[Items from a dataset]
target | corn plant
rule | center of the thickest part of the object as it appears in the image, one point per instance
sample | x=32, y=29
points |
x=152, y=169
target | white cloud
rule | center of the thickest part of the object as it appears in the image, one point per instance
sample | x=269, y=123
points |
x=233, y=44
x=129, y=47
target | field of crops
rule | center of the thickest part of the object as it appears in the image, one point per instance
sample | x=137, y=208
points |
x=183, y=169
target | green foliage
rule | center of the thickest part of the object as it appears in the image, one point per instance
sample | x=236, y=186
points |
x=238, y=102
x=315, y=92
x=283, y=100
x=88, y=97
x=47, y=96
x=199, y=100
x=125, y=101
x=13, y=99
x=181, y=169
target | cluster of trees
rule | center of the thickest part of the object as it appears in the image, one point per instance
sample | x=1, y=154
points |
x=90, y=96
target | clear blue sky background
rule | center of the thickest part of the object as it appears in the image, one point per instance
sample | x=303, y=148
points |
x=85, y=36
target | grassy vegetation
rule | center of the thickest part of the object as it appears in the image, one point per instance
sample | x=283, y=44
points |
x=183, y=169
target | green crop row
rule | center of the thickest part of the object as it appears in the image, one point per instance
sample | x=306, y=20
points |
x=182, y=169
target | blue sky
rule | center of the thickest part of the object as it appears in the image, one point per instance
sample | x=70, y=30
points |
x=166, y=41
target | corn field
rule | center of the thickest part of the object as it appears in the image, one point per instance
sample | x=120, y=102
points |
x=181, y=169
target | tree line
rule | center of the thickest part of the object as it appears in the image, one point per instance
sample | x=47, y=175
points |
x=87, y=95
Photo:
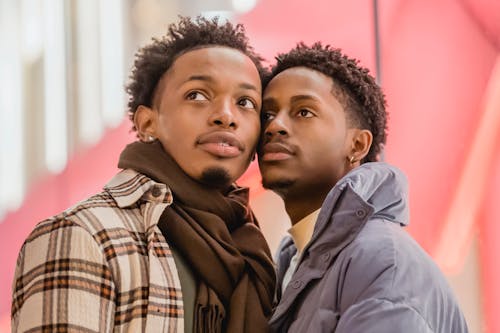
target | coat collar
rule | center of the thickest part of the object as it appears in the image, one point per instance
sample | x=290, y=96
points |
x=129, y=186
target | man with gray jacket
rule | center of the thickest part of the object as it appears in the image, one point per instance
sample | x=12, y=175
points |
x=349, y=266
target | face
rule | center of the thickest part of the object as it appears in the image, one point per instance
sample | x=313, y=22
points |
x=306, y=139
x=208, y=113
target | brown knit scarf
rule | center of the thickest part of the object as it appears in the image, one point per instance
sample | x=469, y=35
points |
x=220, y=239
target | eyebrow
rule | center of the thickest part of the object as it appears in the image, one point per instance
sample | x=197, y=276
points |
x=293, y=99
x=298, y=98
x=208, y=78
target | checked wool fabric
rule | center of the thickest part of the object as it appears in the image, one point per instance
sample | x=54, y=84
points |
x=101, y=266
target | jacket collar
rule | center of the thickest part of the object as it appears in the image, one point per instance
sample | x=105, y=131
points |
x=372, y=190
x=128, y=187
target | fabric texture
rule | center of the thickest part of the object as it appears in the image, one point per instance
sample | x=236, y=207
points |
x=218, y=236
x=101, y=266
x=361, y=271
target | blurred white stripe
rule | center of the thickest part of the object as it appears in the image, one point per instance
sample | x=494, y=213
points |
x=55, y=86
x=12, y=182
x=89, y=105
x=112, y=60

## [Directions for this task]
Rewrite everything from the line containing "target | man with gray jacket" down to the last line above as a numbered list, including both ends and leaving out any blank lines.

## [Response]
1. target | man with gray jacket
2. rule | center of the thickest part of the object as it appears in the image, one point per instance
3. sample | x=12, y=175
4. points |
5. x=349, y=266
6. target | face
7. rule | center of the thickest part of the object as it appears in the image, one point per instance
8. sample | x=313, y=22
9. points |
10. x=306, y=139
11. x=208, y=113
12. target | brown knit scarf
13. rule | center of the thickest part of the object as it appears in the image, one point per instance
14. sample | x=469, y=35
15. points |
16. x=220, y=239
17. target | eyebrow
18. rule | center of the thickest part of the object as it appears in the image, one point per instance
19. sample | x=197, y=276
20. points |
21. x=293, y=99
22. x=298, y=98
23. x=208, y=78
24. target | checked wool fabric
25. rule | center of the thickest part of the object as it appears in the image, one point per instance
26. sample | x=54, y=84
27. points |
28. x=101, y=266
29. target | jacket collar
30. rule | center of the thickest part of the object as it appears in the image, one point per instance
31. sample | x=105, y=131
32. points |
33. x=372, y=190
34. x=128, y=187
35. target | fabric texture
36. rule | center of the thickest part of the object as it appears in the image, one point per instance
37. sample | x=236, y=207
38. points |
39. x=218, y=236
40. x=101, y=266
41. x=361, y=271
42. target | blurred white stripe
43. rule | center of the thickest part of the object as it appears in the image, one point per instance
44. sample | x=494, y=213
45. points |
46. x=55, y=86
47. x=12, y=182
48. x=89, y=105
49. x=112, y=60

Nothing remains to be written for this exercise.